DIRECTIONS FOR THIS TASK | Starting with the line that contains "One point marks each instance of the blue flower.", reproduce each line through the end of the listing below, with no other output.
# Start of LISTED ENTRIES
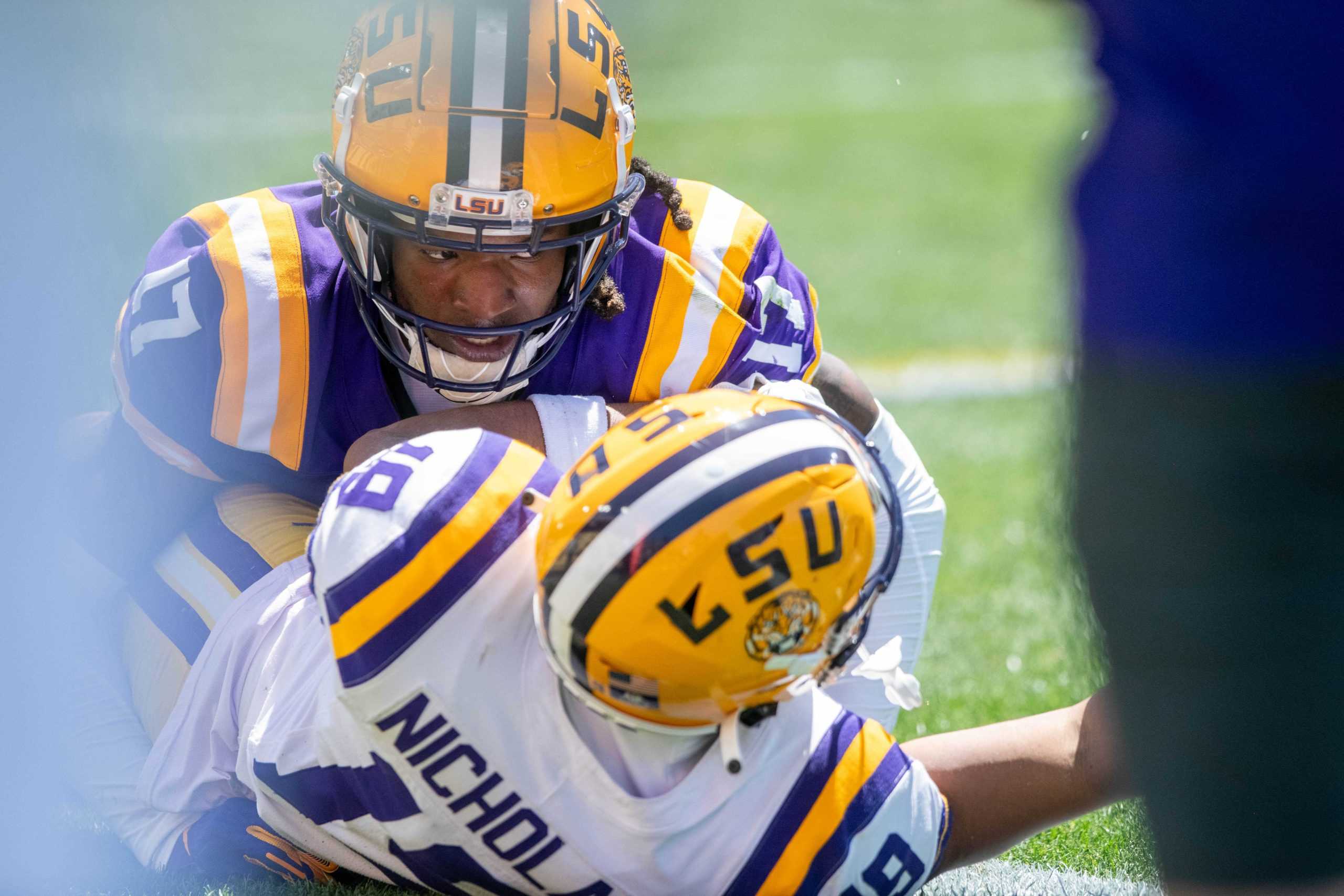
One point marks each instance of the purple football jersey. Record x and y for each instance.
(243, 358)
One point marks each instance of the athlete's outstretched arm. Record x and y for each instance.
(846, 393)
(1007, 781)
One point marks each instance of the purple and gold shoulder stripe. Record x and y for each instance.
(853, 773)
(406, 535)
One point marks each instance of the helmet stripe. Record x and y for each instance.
(676, 524)
(515, 94)
(460, 93)
(640, 487)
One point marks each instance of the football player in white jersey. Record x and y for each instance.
(616, 695)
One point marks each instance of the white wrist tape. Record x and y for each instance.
(570, 424)
(904, 608)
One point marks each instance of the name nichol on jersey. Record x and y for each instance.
(503, 825)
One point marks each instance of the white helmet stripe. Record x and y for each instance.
(671, 496)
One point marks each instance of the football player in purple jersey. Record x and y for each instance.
(479, 231)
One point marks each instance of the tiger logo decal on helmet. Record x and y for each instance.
(710, 554)
(783, 625)
(480, 127)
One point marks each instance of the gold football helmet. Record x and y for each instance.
(713, 554)
(484, 127)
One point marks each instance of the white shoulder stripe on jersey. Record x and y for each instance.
(713, 238)
(786, 356)
(668, 498)
(261, 395)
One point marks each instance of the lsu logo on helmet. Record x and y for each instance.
(710, 554)
(480, 127)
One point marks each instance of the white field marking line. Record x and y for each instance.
(998, 878)
(942, 376)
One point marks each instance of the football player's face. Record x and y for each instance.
(475, 289)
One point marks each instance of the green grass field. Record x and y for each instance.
(915, 159)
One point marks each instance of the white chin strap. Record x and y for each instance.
(445, 366)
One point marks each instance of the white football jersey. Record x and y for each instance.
(405, 723)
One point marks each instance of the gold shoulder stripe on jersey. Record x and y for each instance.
(385, 604)
(261, 398)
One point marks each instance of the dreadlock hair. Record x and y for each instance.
(606, 300)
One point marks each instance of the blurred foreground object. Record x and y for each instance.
(1210, 429)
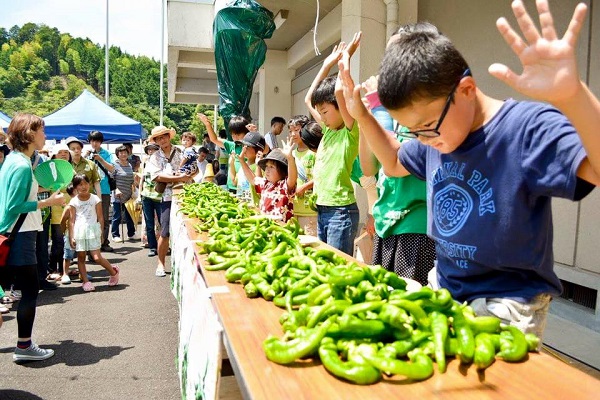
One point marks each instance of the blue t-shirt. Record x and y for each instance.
(489, 201)
(109, 158)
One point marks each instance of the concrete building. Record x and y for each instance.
(291, 65)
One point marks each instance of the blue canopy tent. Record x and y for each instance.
(4, 120)
(88, 113)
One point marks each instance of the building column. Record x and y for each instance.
(275, 91)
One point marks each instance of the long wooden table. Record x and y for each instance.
(247, 322)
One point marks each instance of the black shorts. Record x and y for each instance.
(165, 218)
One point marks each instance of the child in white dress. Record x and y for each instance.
(85, 231)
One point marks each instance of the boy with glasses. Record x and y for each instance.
(491, 166)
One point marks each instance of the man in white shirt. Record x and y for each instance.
(202, 162)
(277, 124)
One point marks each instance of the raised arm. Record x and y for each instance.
(288, 150)
(339, 91)
(383, 145)
(328, 63)
(211, 132)
(550, 74)
(245, 167)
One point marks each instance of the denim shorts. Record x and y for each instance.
(69, 253)
(337, 226)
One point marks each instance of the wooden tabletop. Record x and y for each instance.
(247, 322)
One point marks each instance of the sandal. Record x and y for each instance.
(88, 287)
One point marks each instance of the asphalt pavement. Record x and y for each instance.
(115, 343)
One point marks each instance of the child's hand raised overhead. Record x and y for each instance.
(242, 155)
(203, 118)
(549, 63)
(288, 147)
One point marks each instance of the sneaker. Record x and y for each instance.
(106, 249)
(32, 353)
(114, 280)
(15, 294)
(88, 287)
(45, 285)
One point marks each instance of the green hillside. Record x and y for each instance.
(42, 70)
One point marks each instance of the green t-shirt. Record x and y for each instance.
(401, 206)
(230, 147)
(306, 161)
(336, 154)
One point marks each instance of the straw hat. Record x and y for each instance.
(161, 130)
(275, 155)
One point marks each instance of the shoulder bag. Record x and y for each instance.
(5, 241)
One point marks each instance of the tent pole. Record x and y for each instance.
(162, 56)
(106, 77)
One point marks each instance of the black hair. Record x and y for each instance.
(276, 120)
(95, 135)
(311, 135)
(300, 119)
(419, 63)
(70, 189)
(77, 179)
(324, 93)
(237, 125)
(120, 149)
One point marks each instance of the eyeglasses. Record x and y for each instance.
(435, 131)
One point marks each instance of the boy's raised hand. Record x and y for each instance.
(204, 119)
(354, 104)
(288, 147)
(335, 54)
(549, 64)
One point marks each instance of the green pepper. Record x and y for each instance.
(288, 352)
(251, 290)
(346, 275)
(355, 370)
(485, 351)
(234, 273)
(222, 266)
(533, 342)
(464, 334)
(332, 308)
(319, 294)
(415, 310)
(439, 328)
(349, 326)
(420, 367)
(513, 350)
(363, 307)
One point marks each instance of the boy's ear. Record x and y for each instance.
(467, 87)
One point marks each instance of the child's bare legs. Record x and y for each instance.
(99, 259)
(81, 266)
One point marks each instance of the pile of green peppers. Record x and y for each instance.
(359, 320)
(374, 333)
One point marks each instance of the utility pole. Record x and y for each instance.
(162, 56)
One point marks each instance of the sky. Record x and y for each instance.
(134, 25)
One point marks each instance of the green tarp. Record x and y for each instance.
(239, 32)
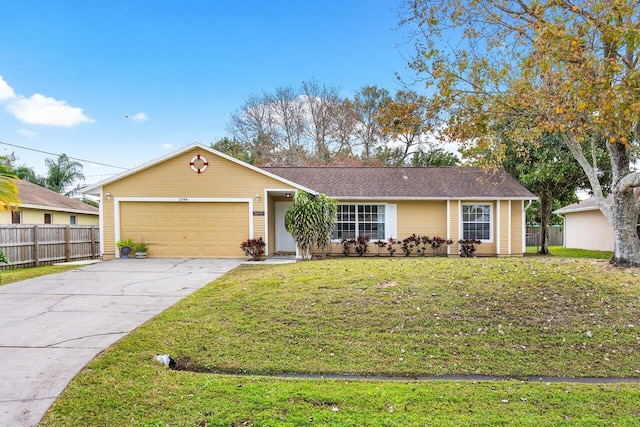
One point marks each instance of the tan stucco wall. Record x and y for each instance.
(174, 178)
(588, 230)
(36, 216)
(430, 218)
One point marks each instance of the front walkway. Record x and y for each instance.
(52, 326)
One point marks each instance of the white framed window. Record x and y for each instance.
(477, 221)
(360, 220)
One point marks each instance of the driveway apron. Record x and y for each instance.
(52, 326)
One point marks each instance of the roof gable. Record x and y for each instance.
(96, 188)
(34, 196)
(407, 182)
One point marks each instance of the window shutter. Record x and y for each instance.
(391, 222)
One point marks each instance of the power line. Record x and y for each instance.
(58, 155)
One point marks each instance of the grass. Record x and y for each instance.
(10, 276)
(405, 317)
(561, 251)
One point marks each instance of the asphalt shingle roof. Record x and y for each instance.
(405, 182)
(33, 195)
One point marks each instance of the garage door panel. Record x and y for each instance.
(199, 229)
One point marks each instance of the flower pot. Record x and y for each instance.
(125, 251)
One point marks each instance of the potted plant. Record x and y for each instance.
(253, 248)
(125, 246)
(468, 247)
(141, 249)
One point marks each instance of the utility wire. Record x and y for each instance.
(58, 155)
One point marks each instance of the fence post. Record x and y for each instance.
(67, 238)
(93, 241)
(36, 247)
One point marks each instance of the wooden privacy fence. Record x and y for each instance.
(34, 245)
(555, 235)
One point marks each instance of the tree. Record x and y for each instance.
(405, 120)
(62, 173)
(8, 192)
(310, 221)
(558, 67)
(366, 105)
(434, 157)
(322, 104)
(549, 171)
(234, 148)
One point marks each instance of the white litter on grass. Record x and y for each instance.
(167, 360)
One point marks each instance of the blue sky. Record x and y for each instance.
(73, 70)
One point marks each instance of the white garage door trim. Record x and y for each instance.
(117, 200)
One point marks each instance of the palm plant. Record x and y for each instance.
(62, 172)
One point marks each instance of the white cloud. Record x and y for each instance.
(140, 117)
(6, 91)
(27, 133)
(40, 109)
(43, 110)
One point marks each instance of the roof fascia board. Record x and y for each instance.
(57, 209)
(390, 199)
(96, 188)
(573, 210)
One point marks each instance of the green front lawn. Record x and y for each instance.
(402, 317)
(561, 251)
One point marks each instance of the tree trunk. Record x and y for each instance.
(624, 210)
(546, 206)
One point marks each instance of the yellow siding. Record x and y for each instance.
(454, 226)
(516, 227)
(422, 218)
(175, 178)
(503, 226)
(36, 216)
(195, 229)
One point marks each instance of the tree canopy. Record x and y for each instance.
(564, 67)
(315, 125)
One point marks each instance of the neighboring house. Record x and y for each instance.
(585, 226)
(41, 206)
(198, 202)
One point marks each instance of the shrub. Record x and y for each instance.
(362, 245)
(409, 244)
(141, 246)
(468, 247)
(125, 243)
(380, 245)
(346, 245)
(253, 248)
(437, 242)
(390, 246)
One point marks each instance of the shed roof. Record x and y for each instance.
(34, 196)
(406, 182)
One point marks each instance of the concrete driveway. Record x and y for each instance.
(52, 326)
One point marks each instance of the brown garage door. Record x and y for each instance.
(193, 230)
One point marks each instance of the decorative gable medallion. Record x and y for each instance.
(199, 164)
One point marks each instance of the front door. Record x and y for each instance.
(284, 241)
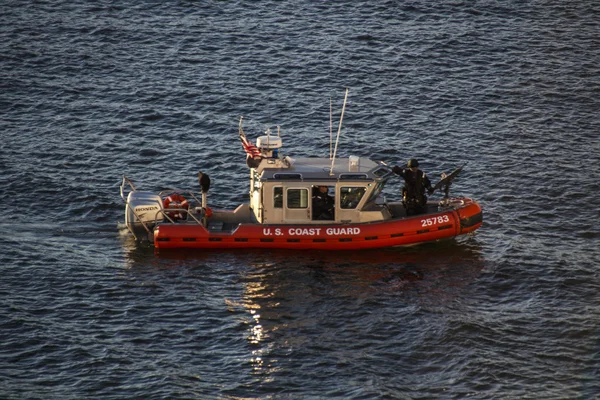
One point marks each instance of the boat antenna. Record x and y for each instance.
(330, 128)
(338, 136)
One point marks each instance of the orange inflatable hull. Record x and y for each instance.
(395, 232)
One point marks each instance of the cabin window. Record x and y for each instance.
(376, 191)
(287, 176)
(353, 177)
(297, 198)
(278, 197)
(350, 196)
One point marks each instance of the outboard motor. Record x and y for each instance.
(142, 212)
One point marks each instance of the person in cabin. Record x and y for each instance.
(322, 203)
(415, 183)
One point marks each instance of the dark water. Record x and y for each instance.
(154, 90)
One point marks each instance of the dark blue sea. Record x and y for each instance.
(92, 91)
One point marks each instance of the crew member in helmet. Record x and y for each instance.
(415, 183)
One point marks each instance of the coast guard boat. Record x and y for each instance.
(281, 213)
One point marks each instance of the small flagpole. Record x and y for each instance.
(338, 136)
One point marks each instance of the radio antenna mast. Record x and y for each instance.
(338, 135)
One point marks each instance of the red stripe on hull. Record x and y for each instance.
(399, 232)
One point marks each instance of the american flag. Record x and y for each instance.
(249, 148)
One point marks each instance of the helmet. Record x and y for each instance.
(413, 163)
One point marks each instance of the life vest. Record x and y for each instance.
(176, 201)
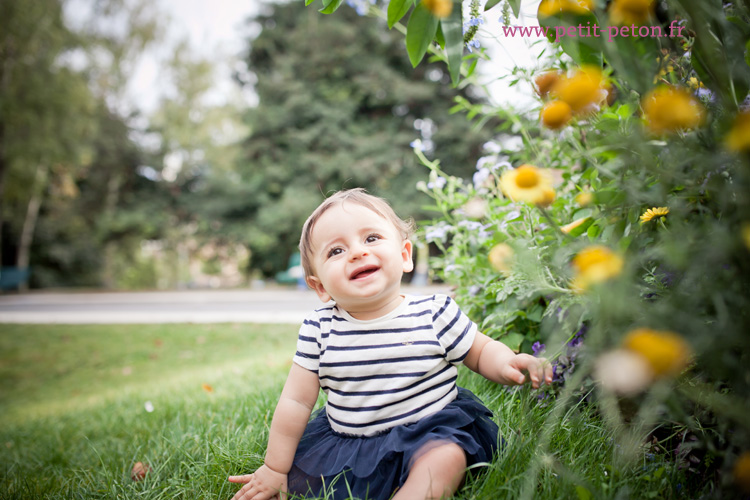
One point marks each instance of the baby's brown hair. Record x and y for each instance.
(358, 196)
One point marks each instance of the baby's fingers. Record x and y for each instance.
(245, 478)
(540, 372)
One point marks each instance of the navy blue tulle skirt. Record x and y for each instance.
(373, 467)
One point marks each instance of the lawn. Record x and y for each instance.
(82, 404)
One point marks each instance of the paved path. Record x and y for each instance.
(277, 305)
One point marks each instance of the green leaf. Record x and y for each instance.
(419, 33)
(440, 39)
(512, 340)
(583, 493)
(454, 43)
(398, 9)
(330, 6)
(490, 4)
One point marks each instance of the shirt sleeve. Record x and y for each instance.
(308, 344)
(454, 330)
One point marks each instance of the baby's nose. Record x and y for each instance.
(357, 252)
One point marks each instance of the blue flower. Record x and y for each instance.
(473, 43)
(538, 348)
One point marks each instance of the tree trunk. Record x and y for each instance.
(110, 247)
(3, 168)
(29, 223)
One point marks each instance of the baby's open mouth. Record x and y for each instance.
(363, 272)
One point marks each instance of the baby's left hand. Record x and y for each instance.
(539, 370)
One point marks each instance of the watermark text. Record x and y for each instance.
(594, 30)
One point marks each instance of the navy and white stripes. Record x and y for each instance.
(389, 371)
# End of LISTED ENTRIES
SOLUTION TO THIS TASK |
One point marks each instance of the blue flower. Record x and y for each instance.
(473, 43)
(538, 348)
One point marks each instance of the tree trunk. Record x and y for each instance.
(110, 247)
(3, 168)
(29, 223)
One point marks each instance of the baby's open mouth. Record x and y for each instance.
(363, 272)
One point marks each instance of the baby's left hand. Record x and y for each instance.
(539, 370)
One point marks each instance of the watermark text. Record x and y for each instance.
(594, 30)
One point marks each instance of the navy and white stripes. Record x and y for each instance.
(389, 371)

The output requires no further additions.